Write the records below as a two-column CSV with the header input,output, one row for each text and its answer, with every field in double quotes and line breaks replaced by spaces. Leave the pictures out.
++++++++++
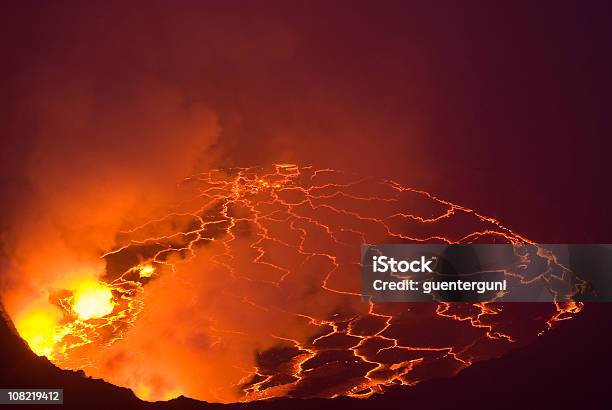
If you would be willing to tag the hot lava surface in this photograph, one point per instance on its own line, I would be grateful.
(249, 289)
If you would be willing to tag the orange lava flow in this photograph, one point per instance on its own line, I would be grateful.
(249, 289)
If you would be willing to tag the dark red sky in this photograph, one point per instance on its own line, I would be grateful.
(500, 107)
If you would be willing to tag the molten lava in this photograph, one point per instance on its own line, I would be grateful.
(249, 289)
(93, 300)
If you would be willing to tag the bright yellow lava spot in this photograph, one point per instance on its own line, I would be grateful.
(39, 330)
(92, 300)
(146, 271)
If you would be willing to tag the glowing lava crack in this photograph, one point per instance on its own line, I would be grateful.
(249, 289)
++++++++++
» **FINAL RESULT**:
input,output
"If you would be willing to tag the hot lava surface in this photograph, one point per instance on its own line, I would be grateful.","(249, 289)"
"If you would be willing to tag the orange lava flow in this photograph, one point per instance on its own line, I would be grateful.","(249, 289)"
"If you would be willing to tag the dark red sky in this photograph, one point per instance on its own line, I would be grateful.","(500, 107)"
"If you would be willing to tag the molten lava in this photograph, one point per instance on its own line, I would be grateful.","(249, 289) (93, 300)"
"If you would be willing to tag the bright yellow lava spot in this photograph, one point per instance on its own line, I would be grateful.","(39, 330) (92, 300) (146, 271)"
"If you would be willing to tag the glowing lava crack in this photograph, one point per instance on its own line, I would be grateful.","(249, 289)"